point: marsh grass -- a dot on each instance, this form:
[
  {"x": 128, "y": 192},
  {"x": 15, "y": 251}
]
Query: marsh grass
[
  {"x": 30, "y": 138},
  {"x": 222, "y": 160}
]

** What to work on **
Every line above should be reproduced precisely.

** Task result **
point: marsh grass -- a dot on each instance, this form:
[
  {"x": 128, "y": 192},
  {"x": 15, "y": 251}
]
Query: marsh grass
[
  {"x": 30, "y": 138},
  {"x": 222, "y": 160}
]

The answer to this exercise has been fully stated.